Repeat the items word for word, starting at the line that contains "of the stone" and ending at the final line of the items, with both of those lines included.

* [Data entries]
..............................

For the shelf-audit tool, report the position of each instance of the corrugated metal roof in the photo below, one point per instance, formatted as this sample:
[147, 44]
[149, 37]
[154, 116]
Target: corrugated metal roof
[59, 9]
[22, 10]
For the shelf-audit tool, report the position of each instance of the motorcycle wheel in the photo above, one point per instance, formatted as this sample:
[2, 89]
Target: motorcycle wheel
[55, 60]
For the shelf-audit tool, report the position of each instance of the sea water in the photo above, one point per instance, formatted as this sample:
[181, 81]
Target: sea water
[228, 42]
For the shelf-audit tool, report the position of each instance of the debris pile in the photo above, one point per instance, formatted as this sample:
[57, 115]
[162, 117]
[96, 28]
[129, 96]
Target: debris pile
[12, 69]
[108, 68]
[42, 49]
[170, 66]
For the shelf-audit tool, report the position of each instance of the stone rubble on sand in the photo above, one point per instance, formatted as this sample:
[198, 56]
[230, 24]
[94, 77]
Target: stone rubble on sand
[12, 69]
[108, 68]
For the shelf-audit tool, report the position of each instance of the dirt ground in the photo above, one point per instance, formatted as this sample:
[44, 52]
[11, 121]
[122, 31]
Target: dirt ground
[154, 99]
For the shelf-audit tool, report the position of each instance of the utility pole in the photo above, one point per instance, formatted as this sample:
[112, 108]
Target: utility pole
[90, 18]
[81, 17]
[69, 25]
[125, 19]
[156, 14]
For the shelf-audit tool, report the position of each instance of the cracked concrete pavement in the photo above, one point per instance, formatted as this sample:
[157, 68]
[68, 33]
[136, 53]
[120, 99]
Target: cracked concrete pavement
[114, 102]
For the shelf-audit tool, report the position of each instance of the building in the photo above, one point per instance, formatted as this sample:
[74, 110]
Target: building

..............................

* [Response to the task]
For the shelf-audit tool, report the position of each instance of the stone rubble on sand in the photo above, one point per instance, formatted as this sample:
[198, 56]
[230, 24]
[94, 77]
Target: stone rubble on sand
[12, 69]
[108, 68]
For the shelf-audit tool, report the position of each instance of the dirt ground in the photo above, one point per instance, formatted as this sample:
[44, 52]
[11, 121]
[122, 31]
Target: dirt ground
[154, 99]
For the shelf-audit tool, report the position of each instance of the utility pole in the photo above, one point per instance, formatted as this sample:
[112, 108]
Target: utility pole
[90, 18]
[81, 17]
[69, 25]
[125, 19]
[156, 14]
For the shelf-audit tool, report the position of each instance of the cracked concrete pavement in the photo above, one point per instance, formatted as this sample:
[157, 68]
[68, 33]
[136, 53]
[120, 99]
Target: cracked concrete pavement
[114, 102]
For the shelf-audit tool, report the position of each instance of the building in the photo above, one point per instance, formatted as this sample:
[74, 110]
Target: building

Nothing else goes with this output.